ЗАДАНИЯ К ВЫПОЛНЕНИЮ
- 1) Сформулируйте суть отрывка о бое у моста в двух предложениях.
- 2) Продолжите отрывок о бое у моста, начав сразу после его последнего предложения.

ИСХОДНЫЙ ОТРЫВОК

☆ ☆ ☆ ☆ ☆

Когда цепь находилась уже в расстоянии 100 саж. от неприятельской батареи, слева из садов показалась толпа неприятельских всадников, устремившихся на наш левый фланг, почему было приказано приостановить движение и направить огонь стрелков и казачьей ракетной команды навстречу неприятеля. Толпы обратились в бегство, роты же 2-го баталиона бросились снова на батарею. Но роты апшеронского полка, двигаясь безостановочно, уже успели их предупредить: дав несколько залпов по прикрытию, роты быстро овладели мостом и находящимися за ним орудиями, в то время когда 2-й баталион подходил в месту схватки (Вместе с апшеронцами в отбитии орудия участвовал полувзвод стрелковой рота 1-го баталиона, который при движении к городу оставлен был для осмотра одного подозрительного здания, а затем двинулся на выстрелы). Между тем неприятель открыл сильный ружейный и фальконетный огонь с городской стены; тогда приказано было стрелкам 2-го баталиона залечь за канавой влево от моста, расположив резервы за закрытиями.

Послав приказание нашей батарее ускорить движение и занять позицию у моста, генерал Веревкин в это время прибыл на место боя. Получив донесение, что за каналом, ближе в городской стене, расположено еще одно орудие, ген. [590] Веревкин дал полковнику Ломакину разрешение направить часть людей чрез мост, чтобы захватить его. Ширванские роты овладели орудием, но вывезти его не могли и, засев за закрытиями, поддерживали перестрелку. Эти атаки дали возможность разъяснить вполне положение наше относительно неприятеля и ознакомиться с местностью. Городская стена оказалась в расстоянии 100 саж. от занятого нами моста; для овладения открытою силою она была малодоступна, тем более, что так как штурма производить вовсе не предполагалось, то штурмовые лестницы не были заготовлены; притом, отбитием неприятельской батареи и исследованием местности ген. Веревкин считал цель рекогносцировки более чем достигнутою, и потому решился: выставив батарею у моста, открыть сильный огонь по городу и воротам как для того, чтобы произвести должное впечатление, так и для того, чтобы подбить неприятельские орудия и повредить стену и ворота; затем, под прикрытием огня: батареи и стрелкововой цепи, залегшей за каналом, вывести людей из-за канала; и, наконец, выбрав позицию в ближайшем соседстве от города, но вне неприятельских выстрелов, отвести сюда войска, выставив впереди, под сильным прикрытием, мортирную батарею для бомбардирования города, с тем чтобы, на другой день, если не последует мирных заявлений, заложить ночью бреш-батарею для производства обвала.

Но, не успев отдать всех соответствующих приказаний, ген. Веревкин был ранен и принужден удалиться на перевязочный пункт, передав начальство над войсками начальнику штаба отряда полковнику Саранчову. Исполняя упомянутые предположения ген. Веревкина, полк. Саранчов выбрал позицию для расположения лагеря и батарей; бывшие в резерве войска под начальством подполк. Скобелева заняли позицию для прикрытия обратного движения войска; части бывшие в деле получили приказание отходить в шахматном порядке; кавалерия, остановленная вне выстрелов, прикрывала оба фланга; два из числа отбитых орудий вывезены были под выстрелами из-за канала через мост и взяты с войсками, третье же, за невозможностью провезти его без больших потерь по узкому дефиле под ближайшим огнем со стен, оставлено было за каналом.

☆ ☆ ☆ ☆ ☆

ВЫДЕРЖКИ ИЗ ЗАПИСЕЙ
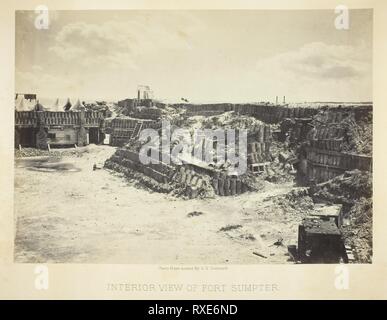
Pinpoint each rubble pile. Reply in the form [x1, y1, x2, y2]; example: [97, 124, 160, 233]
[273, 188, 314, 215]
[342, 198, 372, 263]
[311, 108, 372, 155]
[311, 170, 372, 263]
[15, 148, 88, 158]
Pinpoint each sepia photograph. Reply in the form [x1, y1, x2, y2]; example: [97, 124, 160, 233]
[13, 5, 373, 265]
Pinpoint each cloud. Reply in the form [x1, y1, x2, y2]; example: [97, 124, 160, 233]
[49, 13, 200, 69]
[257, 42, 371, 81]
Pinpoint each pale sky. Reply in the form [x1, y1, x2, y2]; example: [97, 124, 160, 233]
[15, 10, 372, 102]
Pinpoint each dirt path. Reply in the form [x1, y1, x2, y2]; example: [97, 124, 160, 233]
[15, 146, 301, 264]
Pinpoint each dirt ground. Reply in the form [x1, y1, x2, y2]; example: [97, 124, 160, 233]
[15, 145, 303, 264]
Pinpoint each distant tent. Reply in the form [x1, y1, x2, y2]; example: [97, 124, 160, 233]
[71, 99, 85, 111]
[63, 98, 72, 111]
[34, 100, 45, 111]
[15, 94, 36, 111]
[51, 98, 63, 112]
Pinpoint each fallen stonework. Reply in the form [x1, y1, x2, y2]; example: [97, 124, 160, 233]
[310, 170, 372, 263]
[105, 147, 263, 199]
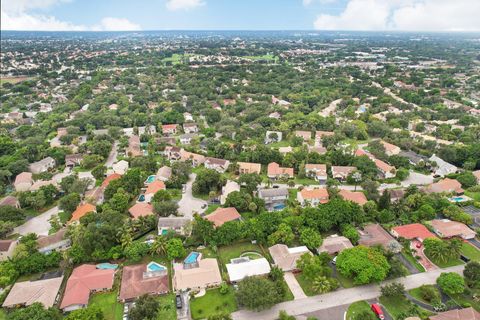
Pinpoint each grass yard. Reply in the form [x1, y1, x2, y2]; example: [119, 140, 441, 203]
[461, 243, 480, 262]
[89, 290, 123, 320]
[295, 273, 318, 296]
[190, 289, 237, 319]
[346, 301, 375, 320]
[157, 293, 177, 320]
[218, 242, 263, 264]
[408, 285, 440, 304]
[402, 251, 425, 272]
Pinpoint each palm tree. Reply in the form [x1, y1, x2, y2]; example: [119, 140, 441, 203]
[312, 276, 331, 293]
[150, 236, 167, 255]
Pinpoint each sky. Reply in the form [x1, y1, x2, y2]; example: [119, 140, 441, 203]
[0, 0, 480, 32]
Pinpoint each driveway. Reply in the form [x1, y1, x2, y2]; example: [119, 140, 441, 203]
[283, 272, 307, 300]
[232, 265, 465, 320]
[178, 173, 207, 219]
[12, 207, 60, 236]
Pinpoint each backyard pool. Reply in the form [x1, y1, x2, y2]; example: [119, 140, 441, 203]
[97, 262, 118, 270]
[147, 261, 167, 272]
[183, 252, 200, 264]
[145, 175, 156, 184]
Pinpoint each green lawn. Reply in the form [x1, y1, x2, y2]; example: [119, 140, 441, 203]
[89, 290, 123, 320]
[461, 243, 480, 262]
[408, 285, 440, 304]
[402, 251, 425, 272]
[190, 289, 237, 319]
[218, 242, 263, 264]
[295, 273, 318, 296]
[346, 301, 375, 320]
[157, 293, 177, 320]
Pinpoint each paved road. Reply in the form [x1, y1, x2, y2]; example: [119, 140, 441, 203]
[105, 141, 118, 168]
[283, 272, 307, 300]
[178, 173, 207, 219]
[12, 207, 60, 236]
[232, 265, 465, 320]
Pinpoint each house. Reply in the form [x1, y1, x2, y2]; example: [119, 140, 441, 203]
[338, 189, 368, 206]
[0, 196, 20, 209]
[118, 262, 169, 302]
[37, 228, 71, 254]
[162, 124, 178, 136]
[128, 202, 154, 219]
[112, 160, 129, 175]
[172, 253, 222, 291]
[183, 122, 198, 133]
[265, 131, 283, 144]
[430, 219, 477, 240]
[373, 159, 396, 179]
[0, 240, 18, 261]
[2, 275, 63, 308]
[65, 153, 83, 168]
[318, 234, 353, 255]
[180, 133, 197, 144]
[158, 215, 191, 235]
[237, 162, 262, 174]
[428, 155, 458, 177]
[205, 207, 242, 227]
[267, 162, 293, 179]
[225, 257, 270, 282]
[258, 188, 288, 211]
[380, 140, 402, 157]
[429, 307, 480, 320]
[358, 224, 402, 253]
[69, 203, 97, 223]
[203, 157, 230, 173]
[145, 180, 166, 203]
[332, 166, 357, 181]
[305, 164, 328, 184]
[391, 223, 436, 242]
[220, 180, 240, 205]
[60, 264, 115, 312]
[425, 178, 463, 194]
[155, 166, 172, 182]
[295, 130, 312, 142]
[28, 157, 55, 174]
[125, 135, 143, 157]
[297, 188, 329, 207]
[268, 244, 312, 272]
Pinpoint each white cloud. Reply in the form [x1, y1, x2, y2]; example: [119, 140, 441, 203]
[1, 0, 141, 31]
[166, 0, 205, 11]
[314, 0, 480, 31]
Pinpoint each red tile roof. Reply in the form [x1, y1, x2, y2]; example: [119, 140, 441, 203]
[392, 223, 436, 240]
[60, 264, 115, 309]
[205, 207, 241, 227]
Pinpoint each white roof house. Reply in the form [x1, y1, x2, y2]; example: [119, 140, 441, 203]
[226, 257, 270, 281]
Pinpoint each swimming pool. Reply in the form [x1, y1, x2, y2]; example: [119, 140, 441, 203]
[183, 252, 200, 264]
[97, 262, 118, 270]
[145, 175, 156, 184]
[147, 261, 167, 272]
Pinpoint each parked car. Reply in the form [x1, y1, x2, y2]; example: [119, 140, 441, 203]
[371, 303, 385, 320]
[175, 294, 183, 309]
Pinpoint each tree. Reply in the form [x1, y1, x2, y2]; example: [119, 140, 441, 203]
[65, 306, 105, 320]
[128, 294, 160, 320]
[167, 238, 187, 260]
[437, 272, 465, 295]
[235, 277, 283, 311]
[463, 261, 480, 288]
[337, 246, 390, 284]
[58, 193, 80, 214]
[300, 228, 323, 250]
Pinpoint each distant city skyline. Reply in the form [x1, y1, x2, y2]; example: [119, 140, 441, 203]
[1, 0, 480, 32]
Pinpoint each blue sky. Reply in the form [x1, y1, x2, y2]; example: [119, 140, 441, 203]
[1, 0, 480, 31]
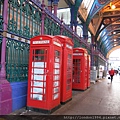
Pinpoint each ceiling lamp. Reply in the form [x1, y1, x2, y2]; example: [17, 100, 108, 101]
[111, 5, 116, 9]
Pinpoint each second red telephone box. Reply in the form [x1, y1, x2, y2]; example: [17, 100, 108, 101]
[27, 35, 62, 112]
[72, 48, 88, 90]
[87, 55, 91, 88]
[55, 35, 73, 103]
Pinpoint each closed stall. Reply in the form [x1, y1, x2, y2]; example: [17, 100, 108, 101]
[72, 48, 88, 90]
[55, 36, 73, 103]
[27, 35, 62, 112]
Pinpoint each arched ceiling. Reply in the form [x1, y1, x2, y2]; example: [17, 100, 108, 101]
[41, 0, 120, 57]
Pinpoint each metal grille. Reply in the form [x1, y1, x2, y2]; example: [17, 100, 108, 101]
[6, 39, 29, 82]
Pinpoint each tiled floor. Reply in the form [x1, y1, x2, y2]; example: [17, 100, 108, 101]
[11, 75, 120, 115]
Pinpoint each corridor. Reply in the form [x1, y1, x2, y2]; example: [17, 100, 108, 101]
[11, 75, 120, 115]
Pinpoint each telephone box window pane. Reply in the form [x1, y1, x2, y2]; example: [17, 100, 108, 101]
[53, 81, 59, 87]
[73, 59, 81, 83]
[54, 75, 60, 80]
[53, 50, 60, 100]
[31, 49, 47, 101]
[55, 50, 60, 56]
[33, 94, 43, 101]
[54, 69, 60, 74]
[54, 63, 60, 68]
[53, 93, 59, 100]
[54, 87, 59, 93]
[66, 54, 72, 90]
[35, 49, 46, 54]
[32, 62, 46, 68]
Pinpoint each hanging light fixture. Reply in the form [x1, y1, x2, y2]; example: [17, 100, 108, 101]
[110, 2, 116, 10]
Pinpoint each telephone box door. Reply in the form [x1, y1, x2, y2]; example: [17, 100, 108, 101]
[28, 47, 48, 107]
[72, 58, 81, 89]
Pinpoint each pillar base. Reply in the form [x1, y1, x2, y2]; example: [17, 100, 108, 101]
[0, 79, 12, 115]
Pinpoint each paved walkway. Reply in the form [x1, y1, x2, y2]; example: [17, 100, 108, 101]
[11, 75, 120, 115]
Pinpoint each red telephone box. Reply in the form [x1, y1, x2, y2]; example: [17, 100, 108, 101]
[87, 55, 90, 88]
[72, 48, 88, 90]
[55, 35, 73, 103]
[27, 35, 62, 112]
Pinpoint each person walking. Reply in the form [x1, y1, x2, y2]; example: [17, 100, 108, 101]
[109, 68, 115, 83]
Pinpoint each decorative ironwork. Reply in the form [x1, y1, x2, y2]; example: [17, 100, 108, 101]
[6, 39, 29, 82]
[8, 0, 41, 38]
[0, 0, 3, 30]
[44, 17, 60, 35]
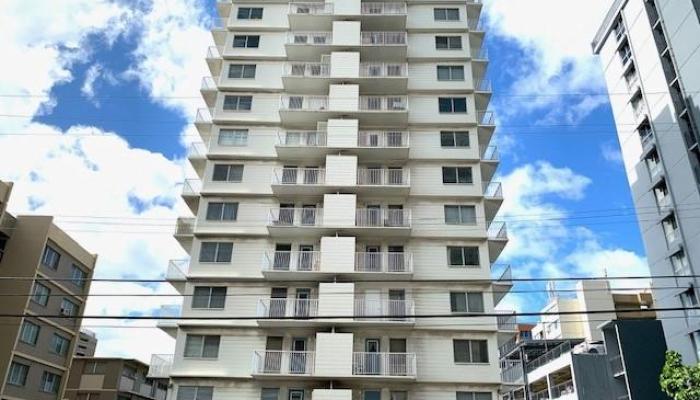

☆ ☆ ☆ ☆ ☆

ИТОГОВЫЕ РЕЗУЛЬТАТЫ
- 1) После того как неприятельские всадники обратились в бегство, роты апшеронского полка овладели мостом и орудиями за ним, а ширванские роты захватили еще одно орудие за каналом, но вывезти его не смогли. Генерал Веревкин счел цель рекогносцировки достигнутой и решил обстрелять город и отвести войска на позицию вне неприятельских выстрелов, однако был ранен, и принявший начальство полковник Саранчов отвел части, вывезя два отбитых орудия и оставив третье за каналом.

- 2)
Но прежде чем войска успели сняться с позиции, а артиллерия прекратить огонь, из города выслан был главный ишан, для мирных переговоров. Приказав прекратить огонь, [591] полковник Саранчов заявил ему следующие условия: 1) действия ваши превращаются на три часа; 2) по истечении их из города должна выдти депутация почетных лиц и привести с собою для выдачи, сколько успеют собрать, орудий и другого оружия; 3) так как генерал Веревкин не уполномочен прекратить совершенно военные действия, то старшее в городе лицо немедленно должно отправиться к генералу Кауфману за решением его участи; 4) если, по истечении трех часов, не последует ответа, то город будет бомбардирован.

Предложения эти были одобрены ген. Веревкиным. Между тем войска были отведены на позицию, и немедленно приступлено было в возведению мортирной батареи.

По истечении назначенного срока, явился из Хивы новый посланец с заявлением, что в городе полнейший беспорядок, что туркмены не слушаются хана (который, по его словам, был в городе (Хан со всеми туркменами-иомудами и с теми из своих приближенных, которые были сторонниками войны с нами, вышел из города во время самого дела 28-го мая; жители не пустили его обратно в город и он удалился с воинственною партиею своею к иомудам, где и пробыл по 1-е июля), и что жители просят прекратить действия до утра; выстрелы, которые неприятель между тем производил по нашим работам, посланец объяснял также неповиновением туркмен.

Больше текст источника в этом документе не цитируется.